Each record beneath this sentence is to be transcribed exactly as it reads.

........

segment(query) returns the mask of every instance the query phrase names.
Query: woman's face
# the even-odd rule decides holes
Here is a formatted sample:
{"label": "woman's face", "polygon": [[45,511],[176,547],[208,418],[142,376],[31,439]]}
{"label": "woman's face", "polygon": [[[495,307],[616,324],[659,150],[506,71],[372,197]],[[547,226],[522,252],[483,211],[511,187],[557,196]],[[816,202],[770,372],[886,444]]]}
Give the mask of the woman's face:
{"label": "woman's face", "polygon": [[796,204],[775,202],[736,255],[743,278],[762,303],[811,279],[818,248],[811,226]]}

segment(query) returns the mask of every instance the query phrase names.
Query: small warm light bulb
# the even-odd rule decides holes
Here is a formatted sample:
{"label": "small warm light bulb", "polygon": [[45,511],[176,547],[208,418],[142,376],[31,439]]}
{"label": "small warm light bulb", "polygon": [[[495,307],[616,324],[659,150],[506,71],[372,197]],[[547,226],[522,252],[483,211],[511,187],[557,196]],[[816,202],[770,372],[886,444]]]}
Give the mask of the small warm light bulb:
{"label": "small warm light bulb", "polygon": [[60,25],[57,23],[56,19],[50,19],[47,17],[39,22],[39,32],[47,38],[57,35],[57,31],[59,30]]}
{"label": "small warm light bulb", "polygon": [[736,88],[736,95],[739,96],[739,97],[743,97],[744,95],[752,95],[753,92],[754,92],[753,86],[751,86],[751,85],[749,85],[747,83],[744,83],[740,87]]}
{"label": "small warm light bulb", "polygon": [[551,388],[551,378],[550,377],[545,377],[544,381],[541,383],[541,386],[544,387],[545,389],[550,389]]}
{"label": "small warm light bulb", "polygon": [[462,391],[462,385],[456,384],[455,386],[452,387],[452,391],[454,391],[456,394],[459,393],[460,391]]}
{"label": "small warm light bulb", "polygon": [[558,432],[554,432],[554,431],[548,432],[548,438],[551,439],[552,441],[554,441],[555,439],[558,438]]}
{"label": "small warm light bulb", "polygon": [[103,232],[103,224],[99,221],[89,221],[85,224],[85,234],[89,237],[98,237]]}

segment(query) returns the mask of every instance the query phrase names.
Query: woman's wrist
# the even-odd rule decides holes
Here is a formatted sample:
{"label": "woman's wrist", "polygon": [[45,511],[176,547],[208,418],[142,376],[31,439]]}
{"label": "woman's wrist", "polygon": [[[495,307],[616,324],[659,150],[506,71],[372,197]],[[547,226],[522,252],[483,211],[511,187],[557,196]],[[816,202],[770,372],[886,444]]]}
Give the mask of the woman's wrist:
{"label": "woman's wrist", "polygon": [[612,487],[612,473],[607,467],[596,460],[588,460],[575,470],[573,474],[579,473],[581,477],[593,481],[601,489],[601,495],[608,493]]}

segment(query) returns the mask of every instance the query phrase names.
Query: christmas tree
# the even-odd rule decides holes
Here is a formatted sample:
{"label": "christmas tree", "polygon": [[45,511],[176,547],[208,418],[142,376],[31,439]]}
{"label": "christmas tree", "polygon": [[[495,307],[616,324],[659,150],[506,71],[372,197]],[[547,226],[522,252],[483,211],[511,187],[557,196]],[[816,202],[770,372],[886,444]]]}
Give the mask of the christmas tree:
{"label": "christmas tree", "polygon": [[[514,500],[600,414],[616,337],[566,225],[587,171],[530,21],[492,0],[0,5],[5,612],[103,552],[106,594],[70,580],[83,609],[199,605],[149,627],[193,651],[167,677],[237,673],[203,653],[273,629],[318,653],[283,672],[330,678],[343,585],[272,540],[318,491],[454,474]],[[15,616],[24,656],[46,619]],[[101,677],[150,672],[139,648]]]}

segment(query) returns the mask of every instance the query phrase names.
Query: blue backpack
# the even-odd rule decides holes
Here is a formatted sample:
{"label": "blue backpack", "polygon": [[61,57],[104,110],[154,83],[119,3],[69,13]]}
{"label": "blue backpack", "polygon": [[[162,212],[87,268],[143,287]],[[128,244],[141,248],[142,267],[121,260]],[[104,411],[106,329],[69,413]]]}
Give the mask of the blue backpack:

........

- [SOLUTION FOR THIS TASK]:
segment(query) returns the mask of every instance the query phrase names.
Query: woman's face
# the even-odd rule decides holes
Here is a formatted sample:
{"label": "woman's face", "polygon": [[45,511],[176,547],[208,418],[142,376],[31,439]]}
{"label": "woman's face", "polygon": [[[495,307],[616,324],[659,150],[506,71],[372,197]],[[547,226],[522,252],[483,211],[511,187],[557,196]],[[816,202],[770,372],[886,444]]]}
Give the mask of the woman's face:
{"label": "woman's face", "polygon": [[796,204],[775,202],[736,255],[743,278],[762,303],[811,279],[818,248],[811,226]]}

segment(query) returns the mask of every instance the query phrase names.
Query: small warm light bulb
# the even-odd rule decides holes
Here is a formatted sample:
{"label": "small warm light bulb", "polygon": [[45,511],[176,547],[208,418],[142,376],[31,439]]}
{"label": "small warm light bulb", "polygon": [[[495,307],[616,324],[659,150],[506,71],[372,197]],[[547,226],[522,252],[483,211],[511,187],[557,196]],[[816,202],[770,372],[886,444]]]}
Give the mask of the small warm light bulb:
{"label": "small warm light bulb", "polygon": [[60,25],[57,23],[56,19],[50,19],[47,17],[39,22],[39,32],[47,38],[57,35],[57,31],[59,30]]}
{"label": "small warm light bulb", "polygon": [[736,88],[736,95],[739,96],[739,97],[743,97],[744,95],[752,95],[753,92],[754,92],[753,86],[751,86],[751,85],[749,85],[747,83],[744,83],[740,87]]}
{"label": "small warm light bulb", "polygon": [[551,388],[551,378],[550,377],[545,377],[544,381],[541,383],[541,386],[544,387],[545,389],[550,389]]}
{"label": "small warm light bulb", "polygon": [[462,391],[462,385],[456,384],[455,386],[452,387],[452,391],[454,391],[456,394],[459,393],[460,391]]}
{"label": "small warm light bulb", "polygon": [[558,432],[554,432],[554,431],[548,432],[548,438],[551,439],[552,441],[554,441],[555,439],[558,438]]}
{"label": "small warm light bulb", "polygon": [[103,232],[103,224],[99,221],[89,221],[85,224],[85,234],[89,237],[98,237]]}

segment(query) returns the mask of every instance the query phrase names.
Query: woman's wrist
# the even-odd rule decides holes
Here is a formatted sample:
{"label": "woman's wrist", "polygon": [[45,511],[176,547],[208,418],[142,376],[31,439]]}
{"label": "woman's wrist", "polygon": [[[495,307],[616,324],[659,150],[506,71],[372,197]],[[547,226],[522,252],[483,211],[511,187],[557,196]],[[816,202],[770,372],[886,444]]]}
Give the mask of the woman's wrist:
{"label": "woman's wrist", "polygon": [[612,487],[612,473],[607,467],[596,460],[588,460],[575,470],[573,474],[579,473],[581,477],[593,481],[601,489],[601,495],[608,493]]}

segment(query) returns the mask of every instance the query phrase names.
Query: christmas tree
# the even-odd rule decides holes
Here is a formatted sample:
{"label": "christmas tree", "polygon": [[45,511],[176,547],[208,418],[142,376],[31,439]]}
{"label": "christmas tree", "polygon": [[[495,307],[616,324],[659,150],[506,71],[372,197]],[[547,226],[522,252],[483,211],[511,187],[557,196]],[[816,202],[770,372],[886,444]]]}
Give the mask of the christmas tree:
{"label": "christmas tree", "polygon": [[[514,500],[600,414],[616,337],[566,225],[587,171],[530,21],[492,0],[0,5],[5,612],[103,552],[106,594],[70,580],[83,609],[199,605],[149,627],[193,651],[167,677],[237,673],[203,653],[273,629],[318,653],[283,672],[330,678],[343,585],[272,540],[318,491],[454,474]],[[15,616],[24,656],[46,619]],[[101,677],[150,672],[139,648]]]}

segment(query) returns the mask of every instance the query phrase names.
Query: blue backpack
# the even-odd rule decides holes
Here is a formatted sample:
{"label": "blue backpack", "polygon": [[61,57],[104,110],[154,83],[119,3],[69,13]]}
{"label": "blue backpack", "polygon": [[[162,212],[87,268],[143,287]],[[128,244],[141,248],[142,267],[121,260]],[[104,411],[106,329],[69,413]]]}
Give the mask of the blue backpack:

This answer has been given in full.